WRITTEN REQUEST =
Return each line of the material below that contains the string "tree". Matching is case-sensitive.

DATASET ENTRIES =
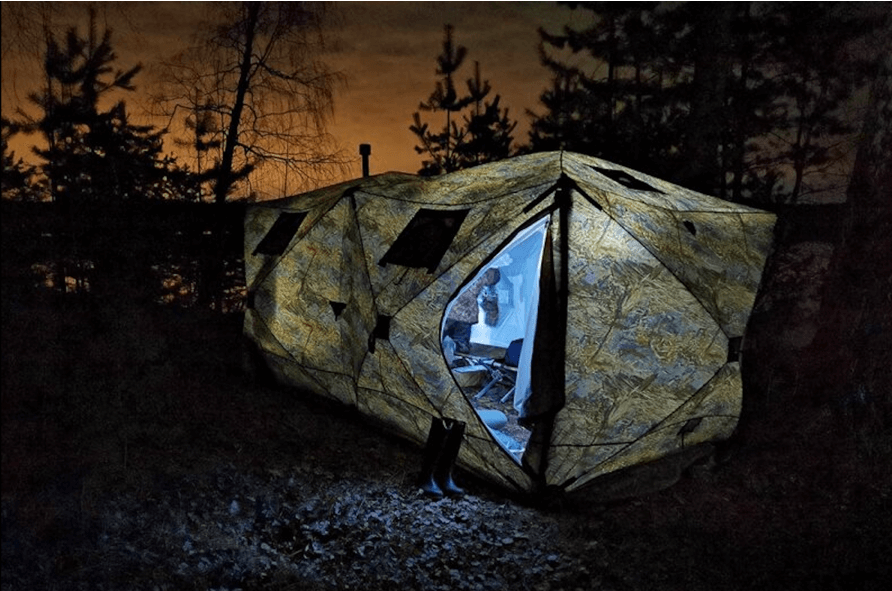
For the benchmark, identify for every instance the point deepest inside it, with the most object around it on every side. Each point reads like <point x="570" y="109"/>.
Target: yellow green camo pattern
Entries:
<point x="658" y="281"/>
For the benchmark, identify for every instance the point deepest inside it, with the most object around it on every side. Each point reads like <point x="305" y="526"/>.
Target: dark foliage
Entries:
<point x="742" y="100"/>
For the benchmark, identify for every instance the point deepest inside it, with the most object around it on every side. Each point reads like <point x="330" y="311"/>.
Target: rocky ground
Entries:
<point x="137" y="455"/>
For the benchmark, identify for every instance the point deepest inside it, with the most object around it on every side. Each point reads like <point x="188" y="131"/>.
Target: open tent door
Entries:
<point x="488" y="333"/>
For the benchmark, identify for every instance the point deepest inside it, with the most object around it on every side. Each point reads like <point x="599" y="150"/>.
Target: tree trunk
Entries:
<point x="857" y="336"/>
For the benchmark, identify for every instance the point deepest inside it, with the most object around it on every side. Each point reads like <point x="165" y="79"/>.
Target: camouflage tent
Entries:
<point x="635" y="298"/>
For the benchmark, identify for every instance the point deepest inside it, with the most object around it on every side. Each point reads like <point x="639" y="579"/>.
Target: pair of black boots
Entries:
<point x="440" y="454"/>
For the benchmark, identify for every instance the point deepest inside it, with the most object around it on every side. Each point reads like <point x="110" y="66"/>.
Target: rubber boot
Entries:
<point x="433" y="451"/>
<point x="454" y="433"/>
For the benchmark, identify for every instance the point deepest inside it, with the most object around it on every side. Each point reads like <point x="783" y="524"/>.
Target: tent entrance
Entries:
<point x="488" y="332"/>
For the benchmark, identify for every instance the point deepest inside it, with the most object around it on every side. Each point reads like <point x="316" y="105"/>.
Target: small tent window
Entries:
<point x="337" y="308"/>
<point x="626" y="180"/>
<point x="279" y="236"/>
<point x="425" y="240"/>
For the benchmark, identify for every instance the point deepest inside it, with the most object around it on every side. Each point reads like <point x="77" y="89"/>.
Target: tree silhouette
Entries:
<point x="95" y="161"/>
<point x="18" y="180"/>
<point x="483" y="136"/>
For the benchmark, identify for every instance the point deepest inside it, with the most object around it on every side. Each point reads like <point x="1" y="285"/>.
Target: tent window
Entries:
<point x="734" y="345"/>
<point x="425" y="240"/>
<point x="279" y="236"/>
<point x="337" y="308"/>
<point x="626" y="180"/>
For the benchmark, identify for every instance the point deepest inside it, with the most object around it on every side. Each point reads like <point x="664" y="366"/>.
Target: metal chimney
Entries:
<point x="365" y="151"/>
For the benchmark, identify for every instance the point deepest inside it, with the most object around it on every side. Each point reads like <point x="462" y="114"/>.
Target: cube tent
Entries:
<point x="632" y="296"/>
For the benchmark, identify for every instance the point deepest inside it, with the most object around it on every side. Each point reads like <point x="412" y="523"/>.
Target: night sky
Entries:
<point x="387" y="50"/>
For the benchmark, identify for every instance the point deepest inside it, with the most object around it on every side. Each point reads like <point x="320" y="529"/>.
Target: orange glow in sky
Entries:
<point x="386" y="50"/>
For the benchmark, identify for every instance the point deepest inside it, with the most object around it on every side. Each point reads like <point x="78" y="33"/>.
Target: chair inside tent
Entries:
<point x="487" y="336"/>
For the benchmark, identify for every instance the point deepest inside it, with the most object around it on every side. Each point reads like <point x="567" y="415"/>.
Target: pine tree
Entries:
<point x="483" y="135"/>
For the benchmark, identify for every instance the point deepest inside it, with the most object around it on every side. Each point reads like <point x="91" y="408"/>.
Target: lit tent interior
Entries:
<point x="579" y="317"/>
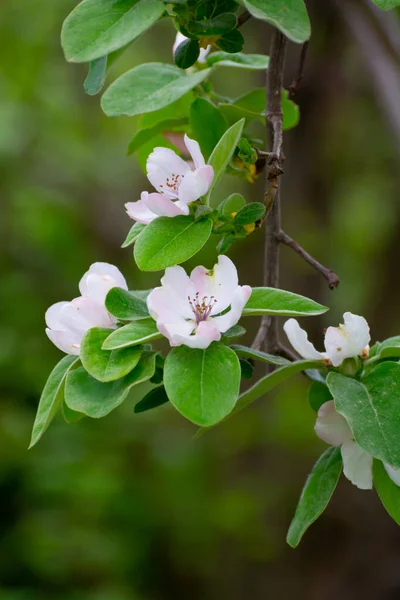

FULL ANSWER =
Target: tree trunk
Target: tree silhouette
Target: pine tree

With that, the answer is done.